• _Task objective_:
Your answer must consist of exactly the lines below, starting with the line with "Target: red trousers" and going on through the line with "[locate] attendant's hand", and nothing else.

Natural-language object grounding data

__________________________________________________

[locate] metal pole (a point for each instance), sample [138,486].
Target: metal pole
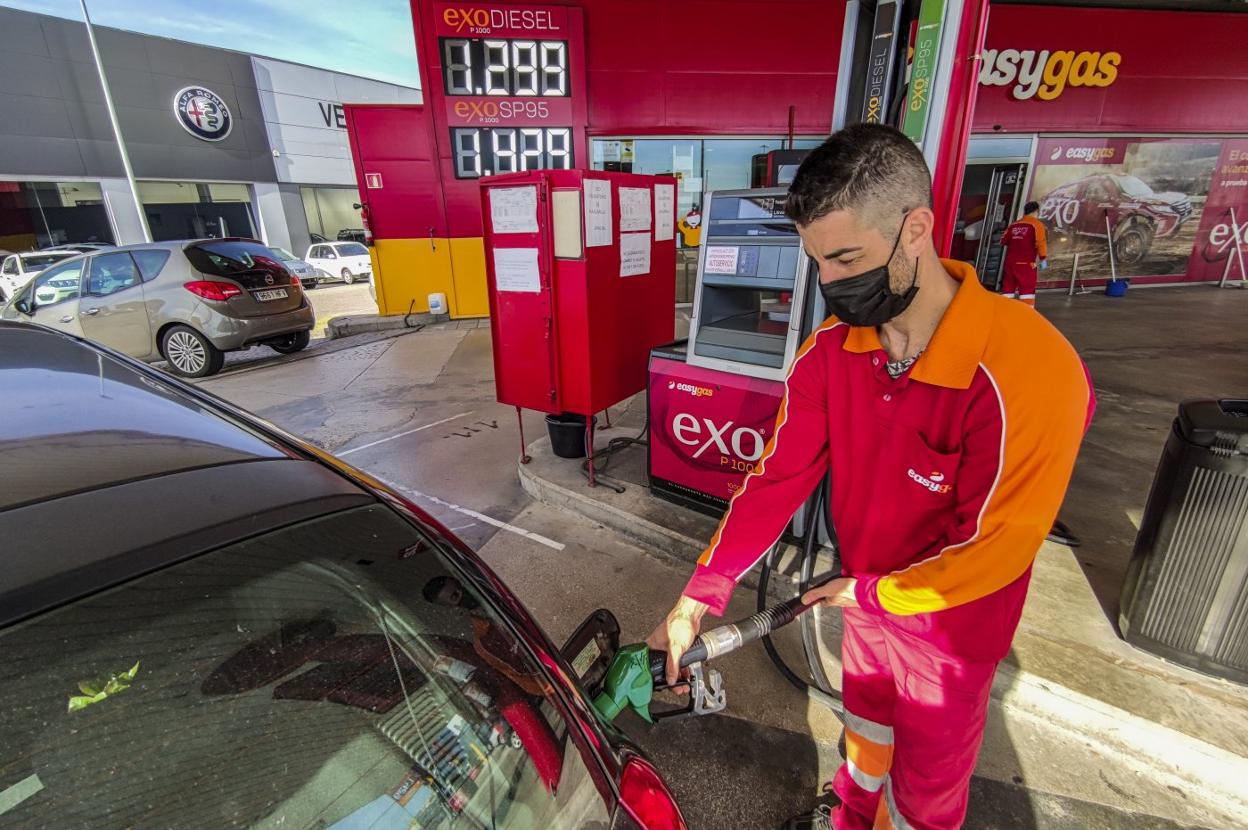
[1239,251]
[116,125]
[1108,236]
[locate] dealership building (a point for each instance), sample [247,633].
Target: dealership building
[1122,122]
[1090,110]
[221,142]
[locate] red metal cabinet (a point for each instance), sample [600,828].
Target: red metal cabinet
[580,270]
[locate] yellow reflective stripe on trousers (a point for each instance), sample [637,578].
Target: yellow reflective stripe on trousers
[869,783]
[869,729]
[899,821]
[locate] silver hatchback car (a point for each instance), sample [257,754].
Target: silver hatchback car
[185,302]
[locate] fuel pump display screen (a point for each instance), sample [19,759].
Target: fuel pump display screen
[486,151]
[506,68]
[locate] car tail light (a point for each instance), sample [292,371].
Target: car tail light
[647,798]
[211,290]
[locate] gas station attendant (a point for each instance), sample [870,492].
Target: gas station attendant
[949,419]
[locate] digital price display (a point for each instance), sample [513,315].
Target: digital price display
[511,68]
[512,86]
[484,151]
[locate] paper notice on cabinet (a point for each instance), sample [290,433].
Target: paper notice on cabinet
[721,258]
[634,253]
[634,209]
[598,212]
[514,210]
[517,270]
[664,212]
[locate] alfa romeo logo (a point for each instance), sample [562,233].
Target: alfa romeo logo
[202,114]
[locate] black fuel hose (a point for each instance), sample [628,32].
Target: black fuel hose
[821,689]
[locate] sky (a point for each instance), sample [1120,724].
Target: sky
[370,38]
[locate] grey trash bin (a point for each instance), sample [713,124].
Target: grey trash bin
[1186,594]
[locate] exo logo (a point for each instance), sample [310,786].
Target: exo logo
[932,481]
[689,431]
[474,20]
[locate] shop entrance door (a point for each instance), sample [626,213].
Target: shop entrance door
[990,201]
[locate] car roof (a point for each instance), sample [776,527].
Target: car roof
[76,418]
[114,469]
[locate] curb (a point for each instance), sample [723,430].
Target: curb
[1167,756]
[367,323]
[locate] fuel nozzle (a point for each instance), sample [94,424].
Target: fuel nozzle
[637,672]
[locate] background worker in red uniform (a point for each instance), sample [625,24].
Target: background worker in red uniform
[950,418]
[1026,242]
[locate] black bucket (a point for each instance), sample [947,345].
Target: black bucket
[568,434]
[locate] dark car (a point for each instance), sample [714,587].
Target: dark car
[209,623]
[1136,212]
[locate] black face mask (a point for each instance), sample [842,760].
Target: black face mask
[867,298]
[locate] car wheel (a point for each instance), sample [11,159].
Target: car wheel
[291,343]
[190,353]
[1132,245]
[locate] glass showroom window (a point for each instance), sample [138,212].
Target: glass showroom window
[333,214]
[39,214]
[187,210]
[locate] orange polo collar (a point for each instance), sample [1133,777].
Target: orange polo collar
[954,353]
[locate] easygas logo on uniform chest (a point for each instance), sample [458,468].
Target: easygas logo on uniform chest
[1047,74]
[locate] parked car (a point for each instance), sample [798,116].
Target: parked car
[206,623]
[81,247]
[346,261]
[184,302]
[307,275]
[1136,212]
[19,268]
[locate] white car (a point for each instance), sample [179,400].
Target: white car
[19,268]
[346,261]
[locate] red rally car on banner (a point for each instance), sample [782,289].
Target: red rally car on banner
[1137,214]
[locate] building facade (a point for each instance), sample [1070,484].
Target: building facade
[221,142]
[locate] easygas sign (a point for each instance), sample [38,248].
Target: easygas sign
[1047,75]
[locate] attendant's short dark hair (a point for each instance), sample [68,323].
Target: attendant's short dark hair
[869,169]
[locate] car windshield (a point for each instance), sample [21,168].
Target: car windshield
[336,673]
[40,261]
[1132,186]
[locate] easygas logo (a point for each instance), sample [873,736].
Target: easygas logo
[697,391]
[1087,155]
[1047,74]
[483,21]
[738,447]
[931,481]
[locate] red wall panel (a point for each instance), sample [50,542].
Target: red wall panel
[711,66]
[1181,71]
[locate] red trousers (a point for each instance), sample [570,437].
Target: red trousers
[1020,281]
[914,720]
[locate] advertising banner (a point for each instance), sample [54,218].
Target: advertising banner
[1226,212]
[708,429]
[1148,195]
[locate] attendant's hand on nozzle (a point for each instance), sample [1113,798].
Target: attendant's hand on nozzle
[677,633]
[836,593]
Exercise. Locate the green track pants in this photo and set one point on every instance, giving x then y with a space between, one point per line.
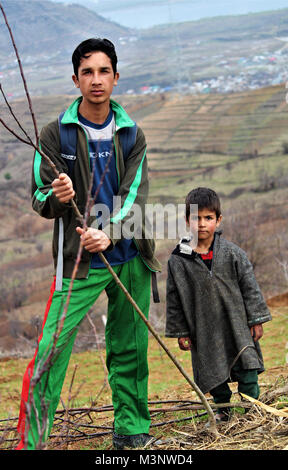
126 351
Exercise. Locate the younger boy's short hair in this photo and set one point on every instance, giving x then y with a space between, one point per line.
94 45
205 198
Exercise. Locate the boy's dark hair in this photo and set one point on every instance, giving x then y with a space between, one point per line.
205 198
94 45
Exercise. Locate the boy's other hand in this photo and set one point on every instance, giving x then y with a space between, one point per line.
63 188
256 331
93 240
184 343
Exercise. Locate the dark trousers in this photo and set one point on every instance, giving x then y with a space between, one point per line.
247 383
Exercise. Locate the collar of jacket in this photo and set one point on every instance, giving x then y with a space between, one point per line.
122 119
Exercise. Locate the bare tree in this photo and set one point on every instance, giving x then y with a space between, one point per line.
83 220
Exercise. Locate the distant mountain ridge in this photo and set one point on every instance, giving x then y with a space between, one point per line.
43 26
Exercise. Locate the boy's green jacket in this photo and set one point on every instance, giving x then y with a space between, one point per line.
216 310
133 189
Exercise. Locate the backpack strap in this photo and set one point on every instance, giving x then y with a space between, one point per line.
127 137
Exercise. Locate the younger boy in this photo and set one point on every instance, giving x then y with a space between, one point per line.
101 123
215 307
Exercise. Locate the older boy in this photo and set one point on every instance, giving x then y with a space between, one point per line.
99 122
215 307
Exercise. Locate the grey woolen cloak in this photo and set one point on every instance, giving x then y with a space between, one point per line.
216 310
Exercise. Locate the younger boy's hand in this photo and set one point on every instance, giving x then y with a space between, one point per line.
256 331
185 343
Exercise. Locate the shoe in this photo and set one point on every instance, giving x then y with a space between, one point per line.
134 441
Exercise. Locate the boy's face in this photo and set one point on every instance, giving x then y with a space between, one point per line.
204 224
96 78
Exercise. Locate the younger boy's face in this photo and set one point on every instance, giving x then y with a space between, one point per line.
204 224
96 78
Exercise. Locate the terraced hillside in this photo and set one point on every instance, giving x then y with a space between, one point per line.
232 143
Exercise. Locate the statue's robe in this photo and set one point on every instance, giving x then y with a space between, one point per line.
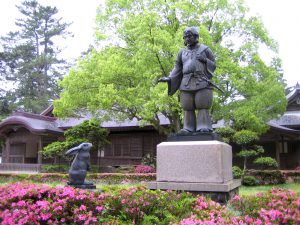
187 72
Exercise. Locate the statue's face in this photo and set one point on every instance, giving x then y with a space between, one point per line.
190 39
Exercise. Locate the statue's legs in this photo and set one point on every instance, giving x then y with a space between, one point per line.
188 106
203 102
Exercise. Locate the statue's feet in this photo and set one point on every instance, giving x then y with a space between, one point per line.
205 130
184 131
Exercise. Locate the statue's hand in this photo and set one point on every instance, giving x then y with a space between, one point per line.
201 58
164 79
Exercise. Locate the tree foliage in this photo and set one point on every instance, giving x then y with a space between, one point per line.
28 57
88 131
138 43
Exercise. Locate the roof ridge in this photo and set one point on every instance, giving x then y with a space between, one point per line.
34 116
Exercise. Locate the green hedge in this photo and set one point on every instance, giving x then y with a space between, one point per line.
266 176
108 178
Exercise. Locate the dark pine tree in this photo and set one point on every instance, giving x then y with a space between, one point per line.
29 56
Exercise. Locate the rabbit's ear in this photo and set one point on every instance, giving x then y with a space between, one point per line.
73 151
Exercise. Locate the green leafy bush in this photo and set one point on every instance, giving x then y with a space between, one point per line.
266 163
149 160
245 137
237 172
249 181
226 133
267 177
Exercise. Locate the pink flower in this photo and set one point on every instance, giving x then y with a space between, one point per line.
82 207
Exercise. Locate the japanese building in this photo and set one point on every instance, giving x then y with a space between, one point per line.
26 134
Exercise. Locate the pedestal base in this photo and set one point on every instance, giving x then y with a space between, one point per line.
200 167
195 136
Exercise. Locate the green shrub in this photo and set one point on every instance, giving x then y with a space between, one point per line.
237 172
249 181
149 160
55 168
225 132
245 137
266 163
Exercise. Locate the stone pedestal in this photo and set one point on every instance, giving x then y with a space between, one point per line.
203 167
82 186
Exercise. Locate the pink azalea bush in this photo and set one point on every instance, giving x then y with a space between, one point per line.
144 169
25 203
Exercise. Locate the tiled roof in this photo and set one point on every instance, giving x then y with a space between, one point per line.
33 122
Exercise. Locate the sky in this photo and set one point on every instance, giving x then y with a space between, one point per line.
280 17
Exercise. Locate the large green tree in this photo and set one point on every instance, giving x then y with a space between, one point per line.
29 56
138 43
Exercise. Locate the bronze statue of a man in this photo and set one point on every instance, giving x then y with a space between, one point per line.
191 74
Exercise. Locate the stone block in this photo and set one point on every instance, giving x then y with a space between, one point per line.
194 162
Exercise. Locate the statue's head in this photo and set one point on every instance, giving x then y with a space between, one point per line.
190 36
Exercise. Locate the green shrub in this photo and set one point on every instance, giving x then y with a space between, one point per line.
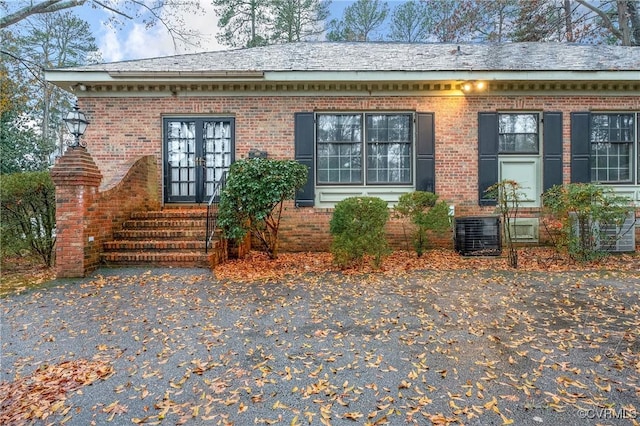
252 200
357 227
28 209
426 213
509 195
583 211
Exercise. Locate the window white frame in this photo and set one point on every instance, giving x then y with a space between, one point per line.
520 153
354 148
615 148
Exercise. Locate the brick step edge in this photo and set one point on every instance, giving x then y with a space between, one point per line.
168 214
183 260
160 245
159 234
165 223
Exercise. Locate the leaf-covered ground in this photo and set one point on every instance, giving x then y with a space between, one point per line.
289 342
258 266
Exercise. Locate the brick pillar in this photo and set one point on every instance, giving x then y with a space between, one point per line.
77 178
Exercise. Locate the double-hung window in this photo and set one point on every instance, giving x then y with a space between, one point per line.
518 133
364 148
613 147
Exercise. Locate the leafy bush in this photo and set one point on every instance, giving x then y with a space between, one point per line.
357 226
28 206
578 213
426 213
252 200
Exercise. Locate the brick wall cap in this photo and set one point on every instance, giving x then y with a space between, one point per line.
76 167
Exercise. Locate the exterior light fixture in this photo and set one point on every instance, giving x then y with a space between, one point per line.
76 124
473 86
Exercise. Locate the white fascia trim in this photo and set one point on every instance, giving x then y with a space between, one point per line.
451 75
160 77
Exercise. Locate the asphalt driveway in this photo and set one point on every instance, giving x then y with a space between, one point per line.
175 346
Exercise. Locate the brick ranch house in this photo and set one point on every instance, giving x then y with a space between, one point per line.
377 119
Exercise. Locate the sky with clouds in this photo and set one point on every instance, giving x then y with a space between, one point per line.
135 41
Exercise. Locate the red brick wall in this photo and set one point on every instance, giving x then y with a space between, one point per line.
124 128
86 217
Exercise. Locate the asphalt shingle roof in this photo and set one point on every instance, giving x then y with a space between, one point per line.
327 57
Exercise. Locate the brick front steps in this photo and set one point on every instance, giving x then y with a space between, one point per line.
171 237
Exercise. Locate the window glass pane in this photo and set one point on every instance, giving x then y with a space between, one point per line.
388 148
388 137
518 133
612 147
339 148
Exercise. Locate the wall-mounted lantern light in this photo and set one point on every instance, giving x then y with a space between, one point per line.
76 124
473 86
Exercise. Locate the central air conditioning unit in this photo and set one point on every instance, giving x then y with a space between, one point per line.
611 237
478 236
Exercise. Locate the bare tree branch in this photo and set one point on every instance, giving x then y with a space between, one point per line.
46 6
606 20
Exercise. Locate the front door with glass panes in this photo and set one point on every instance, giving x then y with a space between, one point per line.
197 151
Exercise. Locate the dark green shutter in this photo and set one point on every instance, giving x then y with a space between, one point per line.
552 150
425 153
304 150
580 147
487 155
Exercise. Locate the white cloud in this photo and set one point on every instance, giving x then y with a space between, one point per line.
135 41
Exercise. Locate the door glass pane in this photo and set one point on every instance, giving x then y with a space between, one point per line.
180 156
216 151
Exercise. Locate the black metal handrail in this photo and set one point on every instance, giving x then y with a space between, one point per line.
211 215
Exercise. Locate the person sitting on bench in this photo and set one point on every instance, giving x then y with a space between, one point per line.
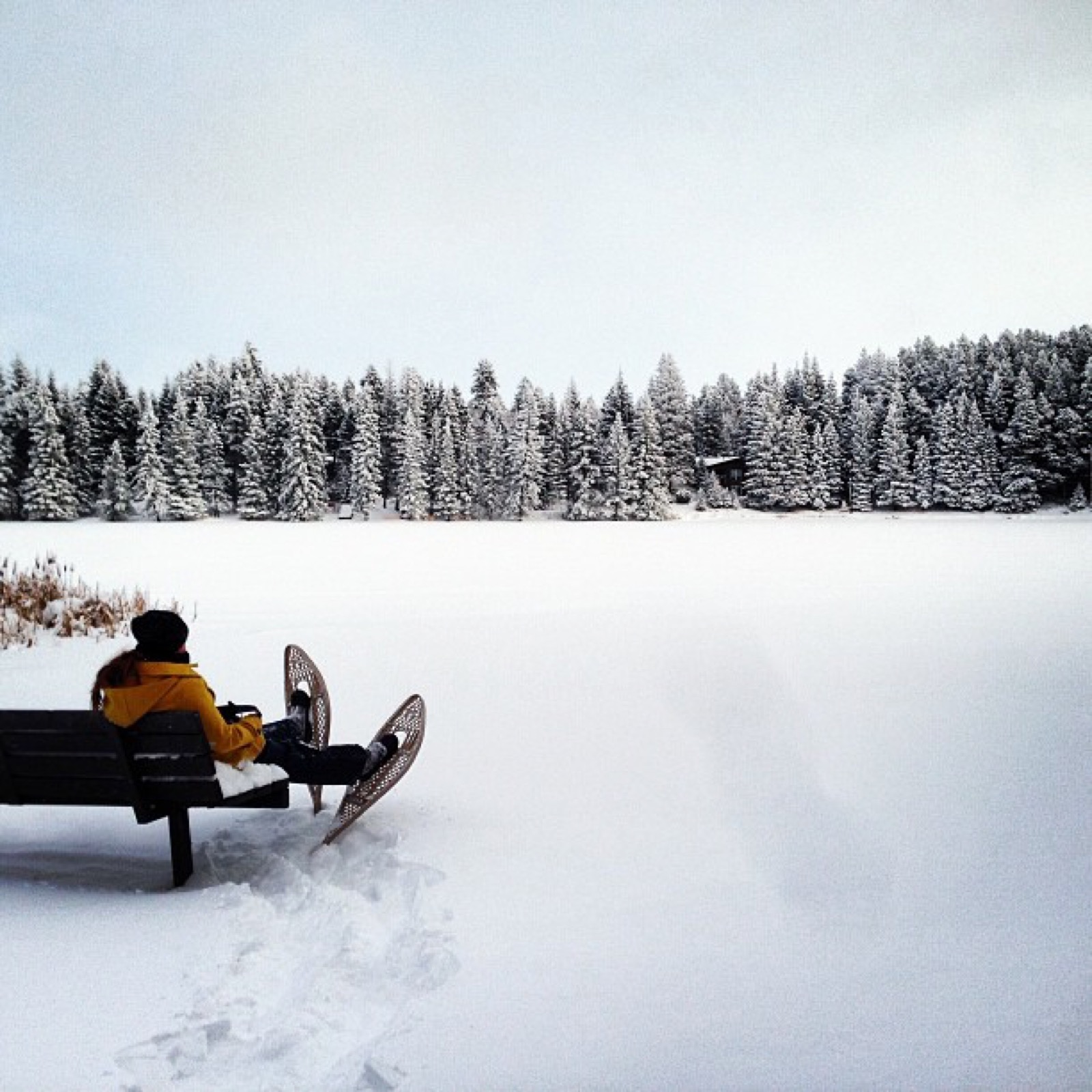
158 676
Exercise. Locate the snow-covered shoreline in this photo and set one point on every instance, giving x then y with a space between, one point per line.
735 801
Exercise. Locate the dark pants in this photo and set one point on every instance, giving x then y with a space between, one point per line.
340 764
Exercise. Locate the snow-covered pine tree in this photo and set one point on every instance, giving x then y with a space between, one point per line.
74 422
9 491
719 420
584 470
274 437
618 401
833 462
184 468
448 494
112 415
303 484
524 462
489 444
949 460
413 476
47 491
982 486
254 482
651 497
923 474
1001 393
115 502
819 496
390 429
794 468
365 476
238 418
618 486
862 453
151 489
895 483
214 478
669 397
764 484
1020 445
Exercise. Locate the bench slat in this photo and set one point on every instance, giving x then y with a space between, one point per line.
138 742
21 766
174 766
74 791
63 742
199 794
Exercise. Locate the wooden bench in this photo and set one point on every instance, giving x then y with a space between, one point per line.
161 768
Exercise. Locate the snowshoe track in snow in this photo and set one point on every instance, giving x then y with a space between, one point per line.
329 951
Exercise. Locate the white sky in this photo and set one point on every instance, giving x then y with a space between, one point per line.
567 189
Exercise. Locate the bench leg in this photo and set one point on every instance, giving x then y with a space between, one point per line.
182 851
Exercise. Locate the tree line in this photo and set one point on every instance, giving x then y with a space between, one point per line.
1003 425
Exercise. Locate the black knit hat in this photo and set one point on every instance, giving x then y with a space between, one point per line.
160 633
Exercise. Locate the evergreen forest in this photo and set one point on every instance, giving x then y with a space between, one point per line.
1001 425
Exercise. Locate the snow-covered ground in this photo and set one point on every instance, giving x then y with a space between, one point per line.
733 802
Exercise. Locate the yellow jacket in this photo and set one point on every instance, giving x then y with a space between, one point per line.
167 687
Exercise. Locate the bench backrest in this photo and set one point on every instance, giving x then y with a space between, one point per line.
68 757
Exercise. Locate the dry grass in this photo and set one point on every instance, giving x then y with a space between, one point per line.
49 597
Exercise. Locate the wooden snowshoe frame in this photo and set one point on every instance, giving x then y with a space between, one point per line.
407 723
300 674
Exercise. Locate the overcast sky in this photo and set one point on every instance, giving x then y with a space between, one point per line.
566 189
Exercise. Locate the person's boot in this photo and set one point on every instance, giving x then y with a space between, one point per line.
300 710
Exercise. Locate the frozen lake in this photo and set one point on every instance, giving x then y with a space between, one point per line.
732 802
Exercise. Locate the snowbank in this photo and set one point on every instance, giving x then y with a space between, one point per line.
235 780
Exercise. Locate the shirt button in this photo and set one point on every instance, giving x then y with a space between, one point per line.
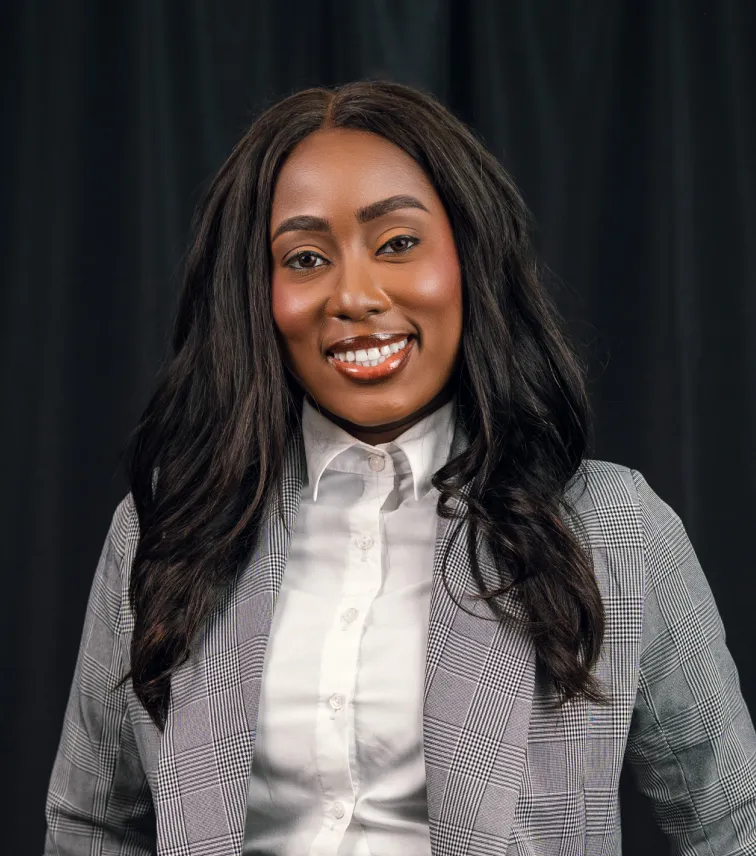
365 542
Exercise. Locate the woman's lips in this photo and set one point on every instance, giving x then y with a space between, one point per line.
390 366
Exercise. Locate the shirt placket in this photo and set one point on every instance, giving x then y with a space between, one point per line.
335 725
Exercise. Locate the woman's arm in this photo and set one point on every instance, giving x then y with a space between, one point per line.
692 746
99 800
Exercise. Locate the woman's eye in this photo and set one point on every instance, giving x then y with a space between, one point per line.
306 260
399 244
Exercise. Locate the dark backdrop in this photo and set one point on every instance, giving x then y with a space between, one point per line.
630 126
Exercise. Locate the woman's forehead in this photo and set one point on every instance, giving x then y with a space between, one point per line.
346 167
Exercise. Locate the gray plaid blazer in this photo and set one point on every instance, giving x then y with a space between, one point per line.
506 773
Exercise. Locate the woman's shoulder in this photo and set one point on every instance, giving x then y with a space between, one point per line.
613 501
124 529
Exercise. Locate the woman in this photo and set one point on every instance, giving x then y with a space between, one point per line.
373 423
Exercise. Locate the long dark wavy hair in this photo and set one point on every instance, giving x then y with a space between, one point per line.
206 458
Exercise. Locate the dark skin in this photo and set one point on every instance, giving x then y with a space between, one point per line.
345 262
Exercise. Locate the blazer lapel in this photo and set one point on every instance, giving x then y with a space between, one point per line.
209 739
479 683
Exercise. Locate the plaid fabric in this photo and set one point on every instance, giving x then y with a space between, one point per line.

__________________________________________________

• _Written response_:
Target: red trousers
[1020,281]
[914,720]
[locate] advertising banner (a point for each instance), sample [54,218].
Target: advertising banner
[1226,212]
[708,429]
[1148,195]
[locate] attendant's hand on nozzle (a point for each instance), sample [1113,798].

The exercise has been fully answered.